Set of tasks
1. In the concavity passage, list each tangent by color with the slope the passage computes for it.
2. Using the concavity passage, decide whether each statement agrees with it. Answer yes or no for each, and quote the words that settle it.
(a) For a concave up function, the slope of the tangent decreases from left to right.
(b) A function f is concave up on an interval (a,b) if f '' is positive at every point in that interval.
(c) The slope of the magenta tangent is 0.913.
3. Reproduce the concavity passage word for word from "Now we will" to "is concave down.".

Supplied passage
2. Let us analyze three random tangents of f.
Three random points are marked on f. They are: green, magenta and yellow.
• Consider the tangent at the green point.
   ♦ This tangent is drawn in green color.
   ♦ This tangent makes an angle of 110.6o with the +ve side of the x-axis.
• Consider the tangent at the magenta point.
   ♦ This tangent is drawn in magenta color.
   ♦ This tangent makes an angle of 137.6o with the +ve side of the x-axis.
• Consider the tangent at the yellow point.
   ♦ This tangent is drawn in yellow color.
   ♦ This tangent makes an angle of 65.2o with the +ve side of the x-axis.

3. We know that, slope of a line is equal to the tangent of the angle which the line makes with the +ve side of the x-axis.
• So let us write the slopes:
   ♦ Slope of green tangent = tan(110.6) = −2.66
   ♦ Slope of magenta tangent = tan(137.6) = −0.913
   ♦ Slope of yellow tangent = tan(65.2) = 2.16
• We see that:
   ♦ Magenta has a larger slope than green.
   ♦ Yellow has a larger slope than magenta.
• So the slope increases in the order:
Green < Magenta < Yellow

4. Now consider the green, magenta and yellow points.
   ♦ yellow is at the right side of magenta.
   ♦ magenta is at the right side of green.
• So we can write:
For a function which is concave up, the slope of tangent increases as we move from left to right.

5. Recall that, slope of the tangent is given by f '. This f ' is also a function.
• So, if f ' is increasing, the second derivative f '' must be +ve.
• Therefore we can write:
A function f is concave up in an interval (a,b), if f '' is +ve at all points in that interval.


Now we will see downward concavity. It can be written in 5 steps:
1.The red curve in fig.22.53 below shows the graph of a function f.

Relation between sign of second derivative and the concavity of the function.
Fig.22.53

• We see that, the graph has a downward concavity. In such a situation, we say: f is concave down.

2. Let us analyze three random tangents of f.
Three random points are marked on f. They are: yellow, magenta and green.
• Consider the tangent at the yellow point.
   ♦ This tangent is drawn in yellow color.
   ♦ This tangent makes an angle of 65.2o with the +ve side of the x-axis.
• Consider the tangent at the magenta point.
   ♦ This tangent is drawn in magenta color.
   ♦ This tangent makes an angle of 137.6o with the +ve side of the x-axis.
• Consider the tangent at the green point.
   ♦ This tangent is drawn in green color.
   ♦ This tangent makes an angle of 110.6o with the +ve side of the x-axis.

3. We know that, slope of a line is equal to the tangent of the angle which the line makes with the +ve side of the x-axis.
• So let us write the slopes:
   ♦ Slope of yellow tangent = tan(65.2) = 2.16
   ♦ Slope of magenta tangent = tan(137.6) = −0.913
   ♦ Slope of green tangent = tan(110.6) = −2.66

• We see that:
   ♦ Magenta has a smaller slope than yellow.
   ♦ Green has a smaller slope than magenta.
• So the slope decreases in the order:
Yellow < Magenta < Green

4. Now consider the green, magenta and yellow points.
   ♦ yellow is at the left side of magenta.
   ♦ magenta is at the left side of green.

Record set
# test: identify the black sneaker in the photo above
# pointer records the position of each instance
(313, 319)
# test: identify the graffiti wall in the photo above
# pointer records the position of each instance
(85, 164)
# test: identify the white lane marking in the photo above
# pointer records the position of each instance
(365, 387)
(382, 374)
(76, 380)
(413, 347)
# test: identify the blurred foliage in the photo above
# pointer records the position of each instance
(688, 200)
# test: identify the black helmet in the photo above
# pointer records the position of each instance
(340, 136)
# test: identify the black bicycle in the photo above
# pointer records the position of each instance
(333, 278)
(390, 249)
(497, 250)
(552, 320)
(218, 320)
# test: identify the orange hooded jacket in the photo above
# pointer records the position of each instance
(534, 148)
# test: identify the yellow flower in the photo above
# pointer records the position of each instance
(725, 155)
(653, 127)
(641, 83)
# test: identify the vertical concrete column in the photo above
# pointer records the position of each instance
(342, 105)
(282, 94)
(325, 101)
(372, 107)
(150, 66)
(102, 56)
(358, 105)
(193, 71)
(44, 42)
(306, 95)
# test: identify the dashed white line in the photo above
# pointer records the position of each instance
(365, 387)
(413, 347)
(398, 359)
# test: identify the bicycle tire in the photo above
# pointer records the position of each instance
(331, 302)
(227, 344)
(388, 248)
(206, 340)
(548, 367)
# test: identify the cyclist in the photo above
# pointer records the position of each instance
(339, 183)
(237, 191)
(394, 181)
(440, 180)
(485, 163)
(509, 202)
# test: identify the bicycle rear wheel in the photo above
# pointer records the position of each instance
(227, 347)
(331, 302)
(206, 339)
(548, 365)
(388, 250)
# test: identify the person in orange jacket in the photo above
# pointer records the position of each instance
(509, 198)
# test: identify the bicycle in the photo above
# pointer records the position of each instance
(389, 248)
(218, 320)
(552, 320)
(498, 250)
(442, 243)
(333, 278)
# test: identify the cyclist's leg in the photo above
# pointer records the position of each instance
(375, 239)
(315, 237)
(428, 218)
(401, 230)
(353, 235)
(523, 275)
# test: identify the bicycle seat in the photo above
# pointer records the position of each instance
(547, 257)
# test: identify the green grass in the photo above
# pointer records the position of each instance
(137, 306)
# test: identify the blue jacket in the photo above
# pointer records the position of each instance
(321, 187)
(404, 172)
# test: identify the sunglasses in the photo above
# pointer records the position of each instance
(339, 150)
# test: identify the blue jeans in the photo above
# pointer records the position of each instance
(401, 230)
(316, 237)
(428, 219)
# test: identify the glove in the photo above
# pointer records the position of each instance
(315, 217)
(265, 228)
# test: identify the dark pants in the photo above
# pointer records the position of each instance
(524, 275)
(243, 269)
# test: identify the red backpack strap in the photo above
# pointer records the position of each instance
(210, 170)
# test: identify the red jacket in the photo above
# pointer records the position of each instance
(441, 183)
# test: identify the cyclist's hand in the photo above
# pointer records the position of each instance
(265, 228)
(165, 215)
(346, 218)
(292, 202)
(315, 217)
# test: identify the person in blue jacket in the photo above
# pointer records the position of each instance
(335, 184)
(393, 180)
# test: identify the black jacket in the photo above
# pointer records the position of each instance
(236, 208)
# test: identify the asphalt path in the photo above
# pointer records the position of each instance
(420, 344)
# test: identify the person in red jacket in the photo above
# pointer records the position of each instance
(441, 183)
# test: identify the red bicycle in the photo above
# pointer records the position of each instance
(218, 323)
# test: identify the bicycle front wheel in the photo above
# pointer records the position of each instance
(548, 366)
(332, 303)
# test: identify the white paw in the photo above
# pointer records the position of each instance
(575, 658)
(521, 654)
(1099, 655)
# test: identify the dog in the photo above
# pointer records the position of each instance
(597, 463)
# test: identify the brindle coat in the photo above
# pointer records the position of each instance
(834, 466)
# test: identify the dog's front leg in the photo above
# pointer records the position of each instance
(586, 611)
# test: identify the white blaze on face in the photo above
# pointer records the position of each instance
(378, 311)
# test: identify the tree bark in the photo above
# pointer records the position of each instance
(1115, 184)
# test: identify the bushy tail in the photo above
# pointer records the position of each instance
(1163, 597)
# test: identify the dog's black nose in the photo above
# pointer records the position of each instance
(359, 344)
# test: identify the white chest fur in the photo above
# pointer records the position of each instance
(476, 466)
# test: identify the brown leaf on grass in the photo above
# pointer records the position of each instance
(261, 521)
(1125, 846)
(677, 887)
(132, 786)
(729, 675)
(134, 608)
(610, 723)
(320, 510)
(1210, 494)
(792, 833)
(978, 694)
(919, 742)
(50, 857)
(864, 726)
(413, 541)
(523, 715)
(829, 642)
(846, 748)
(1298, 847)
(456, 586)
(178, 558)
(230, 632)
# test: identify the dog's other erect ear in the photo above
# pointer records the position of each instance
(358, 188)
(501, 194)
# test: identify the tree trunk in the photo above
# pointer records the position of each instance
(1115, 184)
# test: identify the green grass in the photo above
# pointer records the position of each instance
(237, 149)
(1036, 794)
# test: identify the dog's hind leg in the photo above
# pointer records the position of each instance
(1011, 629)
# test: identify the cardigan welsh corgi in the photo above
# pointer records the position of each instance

Expected outputs
1.
- Green tangent: −2.66
- Magenta tangent: −0.913
- Yellow tangent: 2.16

2.
(a) No: "For a function which is concave up, the slope of tangent increases as we move from left to right."
(b) Yes: "A function f is concave up in an interval (a,b), if f '' is +ve at all points in that interval."
(c) No: "Slope of magenta tangent = tan(137.6) = −0.913"

3.
Now we will see downward concavity. It can be written in 5 steps:
1.The red curve in fig.22.53 below shows the graph of a function f.

Relation between sign of second derivative and the concavity of the function.
Fig.22.53

• We see that, the graph has a downward concavity. In such a situation, we say: f is concave down.